Et Moonraker [Lewis Gilbert, 1979], alors ? Le plaisir de jouer le méchant dans James Bond, ça ne compte pas ?
C’est de la bande dessinée. On m’a dit : « Tu fais jamais de films commerciaux », j’ai dit « bah je vais vous en faire un ». 457 millions de spectateurs, c’est pas mal ! Je jouais ça à l’anglaise… avec ce géant de 2,18 m, Richard Kiel [Jaws], gentil comme tout. On est allé présenter le film à New York, trois mille invités, dont Frank Sinatra, tout le monde hurlait, sifflait, applaudissait…
Votre film préféré, c’est Ordet de Carl Theodor Dreyer [1955]. Pourquoi ?
On y trouve une résurrection, ce que je n’avais jamais vu au cinéma. L’héroïne meurt en mettant son bébé au monde. Sa petite fille va trouver le fils un peu simplet, mystique, qui récite tout le temps les psaumes, en lui disant « Viens, tu vas ressusciter Maman. » Il fait une courte prière, suspens terrible, plan fixe sur le visage qui ne bouge pas, timing merveilleux, on espère, on a peur, puis tout à coup elle ouvre les yeux… C’est le triomphe de l’enfance. Grand homme, Dreyer.

**Entrées de données enregistrées:**
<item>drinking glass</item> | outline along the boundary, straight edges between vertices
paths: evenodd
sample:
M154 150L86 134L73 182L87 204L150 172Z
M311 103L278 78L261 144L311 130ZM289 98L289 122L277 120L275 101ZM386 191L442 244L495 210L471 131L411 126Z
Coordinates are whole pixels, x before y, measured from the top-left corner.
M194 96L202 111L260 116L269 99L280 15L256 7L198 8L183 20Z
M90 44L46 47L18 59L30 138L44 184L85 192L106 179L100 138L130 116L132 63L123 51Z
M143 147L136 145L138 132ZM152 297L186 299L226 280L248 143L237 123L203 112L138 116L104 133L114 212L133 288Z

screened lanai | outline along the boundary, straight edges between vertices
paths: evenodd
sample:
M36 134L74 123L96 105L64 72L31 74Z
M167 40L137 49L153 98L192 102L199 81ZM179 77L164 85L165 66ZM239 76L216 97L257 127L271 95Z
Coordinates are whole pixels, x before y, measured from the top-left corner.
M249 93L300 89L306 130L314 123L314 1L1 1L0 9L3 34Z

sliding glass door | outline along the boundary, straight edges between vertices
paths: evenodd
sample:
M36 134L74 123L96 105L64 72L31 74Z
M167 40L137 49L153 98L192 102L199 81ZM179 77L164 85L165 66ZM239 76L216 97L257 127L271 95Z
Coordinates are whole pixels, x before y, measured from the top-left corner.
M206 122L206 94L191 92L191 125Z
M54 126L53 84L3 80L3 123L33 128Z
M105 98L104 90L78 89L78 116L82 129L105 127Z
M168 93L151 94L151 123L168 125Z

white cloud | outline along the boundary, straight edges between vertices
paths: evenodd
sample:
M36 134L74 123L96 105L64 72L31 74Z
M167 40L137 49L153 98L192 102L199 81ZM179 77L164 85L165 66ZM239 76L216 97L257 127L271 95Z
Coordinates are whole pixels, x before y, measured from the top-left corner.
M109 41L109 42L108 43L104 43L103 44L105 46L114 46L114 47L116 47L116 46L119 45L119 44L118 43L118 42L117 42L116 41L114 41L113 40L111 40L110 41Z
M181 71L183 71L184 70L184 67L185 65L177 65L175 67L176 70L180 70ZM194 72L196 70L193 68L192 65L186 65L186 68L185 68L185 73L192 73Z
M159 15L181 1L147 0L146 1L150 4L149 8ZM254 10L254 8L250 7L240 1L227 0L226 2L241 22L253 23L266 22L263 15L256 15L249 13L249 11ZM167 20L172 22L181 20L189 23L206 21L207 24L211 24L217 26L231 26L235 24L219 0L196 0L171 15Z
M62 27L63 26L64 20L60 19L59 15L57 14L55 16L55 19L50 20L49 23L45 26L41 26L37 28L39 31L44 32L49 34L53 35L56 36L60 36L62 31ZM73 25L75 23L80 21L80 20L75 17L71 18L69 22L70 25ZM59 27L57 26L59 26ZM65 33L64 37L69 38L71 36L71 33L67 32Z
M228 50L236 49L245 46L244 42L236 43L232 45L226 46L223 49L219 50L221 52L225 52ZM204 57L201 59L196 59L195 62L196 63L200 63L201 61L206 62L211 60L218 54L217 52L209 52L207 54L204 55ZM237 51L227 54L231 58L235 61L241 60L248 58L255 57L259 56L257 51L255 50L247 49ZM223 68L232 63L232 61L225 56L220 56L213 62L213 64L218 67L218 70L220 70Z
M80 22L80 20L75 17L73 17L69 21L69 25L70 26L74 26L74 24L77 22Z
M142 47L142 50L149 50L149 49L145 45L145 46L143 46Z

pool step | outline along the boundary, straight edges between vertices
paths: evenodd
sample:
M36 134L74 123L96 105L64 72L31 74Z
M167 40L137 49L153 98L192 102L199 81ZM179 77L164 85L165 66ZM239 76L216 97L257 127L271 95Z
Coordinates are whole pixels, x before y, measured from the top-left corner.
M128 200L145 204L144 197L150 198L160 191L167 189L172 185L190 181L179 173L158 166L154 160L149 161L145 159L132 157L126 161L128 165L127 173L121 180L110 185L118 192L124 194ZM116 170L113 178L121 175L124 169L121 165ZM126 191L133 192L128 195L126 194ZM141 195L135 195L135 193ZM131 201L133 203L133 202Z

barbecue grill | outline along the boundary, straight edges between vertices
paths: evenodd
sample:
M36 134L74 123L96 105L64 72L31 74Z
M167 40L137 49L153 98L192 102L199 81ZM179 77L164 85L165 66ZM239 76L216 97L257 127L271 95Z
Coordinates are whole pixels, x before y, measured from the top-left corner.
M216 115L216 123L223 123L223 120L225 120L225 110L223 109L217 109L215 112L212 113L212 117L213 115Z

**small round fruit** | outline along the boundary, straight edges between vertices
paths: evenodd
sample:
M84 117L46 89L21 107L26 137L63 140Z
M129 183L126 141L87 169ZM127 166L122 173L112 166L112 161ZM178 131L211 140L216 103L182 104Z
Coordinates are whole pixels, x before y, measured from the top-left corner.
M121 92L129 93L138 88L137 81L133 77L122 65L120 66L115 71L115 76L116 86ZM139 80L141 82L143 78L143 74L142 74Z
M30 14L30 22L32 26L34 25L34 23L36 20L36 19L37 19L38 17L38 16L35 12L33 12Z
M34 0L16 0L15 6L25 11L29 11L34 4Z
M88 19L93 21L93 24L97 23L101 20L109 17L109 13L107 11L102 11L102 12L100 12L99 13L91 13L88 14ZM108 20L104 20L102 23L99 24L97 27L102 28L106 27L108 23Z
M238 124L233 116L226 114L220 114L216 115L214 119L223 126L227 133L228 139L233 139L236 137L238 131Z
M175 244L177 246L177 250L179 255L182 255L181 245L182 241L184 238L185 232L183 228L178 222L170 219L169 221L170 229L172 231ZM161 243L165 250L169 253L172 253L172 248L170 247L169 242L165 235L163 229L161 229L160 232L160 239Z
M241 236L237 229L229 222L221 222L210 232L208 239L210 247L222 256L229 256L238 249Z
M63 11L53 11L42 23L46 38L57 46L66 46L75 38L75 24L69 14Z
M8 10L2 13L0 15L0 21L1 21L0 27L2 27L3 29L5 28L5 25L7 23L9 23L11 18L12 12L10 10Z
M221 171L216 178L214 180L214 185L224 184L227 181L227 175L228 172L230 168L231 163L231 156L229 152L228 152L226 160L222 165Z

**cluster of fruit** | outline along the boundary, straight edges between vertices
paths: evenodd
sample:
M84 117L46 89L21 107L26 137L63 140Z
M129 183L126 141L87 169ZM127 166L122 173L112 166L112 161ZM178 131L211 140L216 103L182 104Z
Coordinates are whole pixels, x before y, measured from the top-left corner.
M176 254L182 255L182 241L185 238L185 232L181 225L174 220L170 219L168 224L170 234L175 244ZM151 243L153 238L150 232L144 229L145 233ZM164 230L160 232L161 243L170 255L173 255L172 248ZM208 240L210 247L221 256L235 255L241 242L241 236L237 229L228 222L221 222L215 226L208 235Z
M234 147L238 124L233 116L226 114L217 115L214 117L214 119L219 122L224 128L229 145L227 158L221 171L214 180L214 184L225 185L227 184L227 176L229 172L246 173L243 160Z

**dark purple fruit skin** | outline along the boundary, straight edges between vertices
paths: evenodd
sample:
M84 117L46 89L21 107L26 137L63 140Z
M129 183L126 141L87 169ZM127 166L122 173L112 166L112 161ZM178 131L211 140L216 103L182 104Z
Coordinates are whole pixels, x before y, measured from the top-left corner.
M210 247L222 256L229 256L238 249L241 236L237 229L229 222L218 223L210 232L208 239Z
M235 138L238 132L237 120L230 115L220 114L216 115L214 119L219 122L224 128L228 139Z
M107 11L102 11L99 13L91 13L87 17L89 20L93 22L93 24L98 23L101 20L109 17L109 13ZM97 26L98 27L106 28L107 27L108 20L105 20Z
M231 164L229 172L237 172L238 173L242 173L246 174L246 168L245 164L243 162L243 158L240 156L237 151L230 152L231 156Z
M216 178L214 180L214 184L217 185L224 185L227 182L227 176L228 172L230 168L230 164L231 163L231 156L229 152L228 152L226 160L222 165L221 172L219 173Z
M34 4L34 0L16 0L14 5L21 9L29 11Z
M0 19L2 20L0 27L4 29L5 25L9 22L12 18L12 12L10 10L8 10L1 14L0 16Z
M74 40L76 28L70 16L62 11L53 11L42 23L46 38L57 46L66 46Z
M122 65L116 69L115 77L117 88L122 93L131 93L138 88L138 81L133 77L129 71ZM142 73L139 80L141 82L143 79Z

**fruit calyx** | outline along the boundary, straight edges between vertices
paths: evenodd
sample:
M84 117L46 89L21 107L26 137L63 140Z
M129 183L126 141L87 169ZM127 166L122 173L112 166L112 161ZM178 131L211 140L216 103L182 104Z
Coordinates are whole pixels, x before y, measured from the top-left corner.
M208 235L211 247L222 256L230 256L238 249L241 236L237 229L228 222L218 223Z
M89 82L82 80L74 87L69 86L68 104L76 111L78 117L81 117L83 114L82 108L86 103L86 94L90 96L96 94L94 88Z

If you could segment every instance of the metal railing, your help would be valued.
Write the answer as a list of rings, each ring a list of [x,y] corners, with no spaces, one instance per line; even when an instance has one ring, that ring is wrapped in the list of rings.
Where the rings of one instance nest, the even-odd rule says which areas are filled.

**CONSIGNES:**
a) Modifiez les lignes des enregistrements qui vont de la ligne contenant « If you could » jusqu'à la fin des enregistrements, bornes comprises, en remplaçant « metal railing » par « wooden fence ». Ne changez rien d'autre et ne redonnez que ces lignes.
b) Poursuivez l'entretien sur le cinéma à partir de sa dernière phrase, s'il vous plaît.
L'entretien sur le cinéma et les enregistrements forment deux ensembles distincts.

**RÉSULTATS PAR TÂCHE:**
a)
If you could segment every instance of the wooden fence, your help would be valued.
Write the answer as a list of rings, each ring a list of [x,y] corners, with no spaces, one instance per line; even when an instance has one ring, that ring is wrapped in the list of rings.
Where the rings of one instance nest, the even-odd rule says which areas are filled.

b)
C’est aussi l’un des préférés de Nicolas Sarkozy….
Ah ? Bah voilà ! Il s’est planté. Dans tous les journaux, tous les jours, il y avait quatre articles sur lui, non, non, non. Il n’y avait pas de retenue, pas de distance. Ça ne m’intéresse pas trop, mais il a déçu les gens, il avait tellement promis… J’ai bien peur que ce soit pareil avec le nouveau. La France est dans une situation pitoyable.
Vous croyez en la résurrection ?
Bien sûr. Le Christ ne ment pas. Quand il dit au bon larron, sur la croix, « aujourd’hui tu seras avec moi dans le paradis », c’est que celui-ci existe. Comment il est ? Serons-nous encore des corps, faut-il croire à la résurrection de la chair ? Et pour ceux qui ont été pulvérisés par une bombe, écrabouillés ? On ne sait pas. C’est une affaire de confiance, oui.
Sous quelle forme aimeriez-vous revenir ?
Celle que Dieu voudra, ce n’est pas moi qui décide. Le paradis, c’est sûrement bien [il rit].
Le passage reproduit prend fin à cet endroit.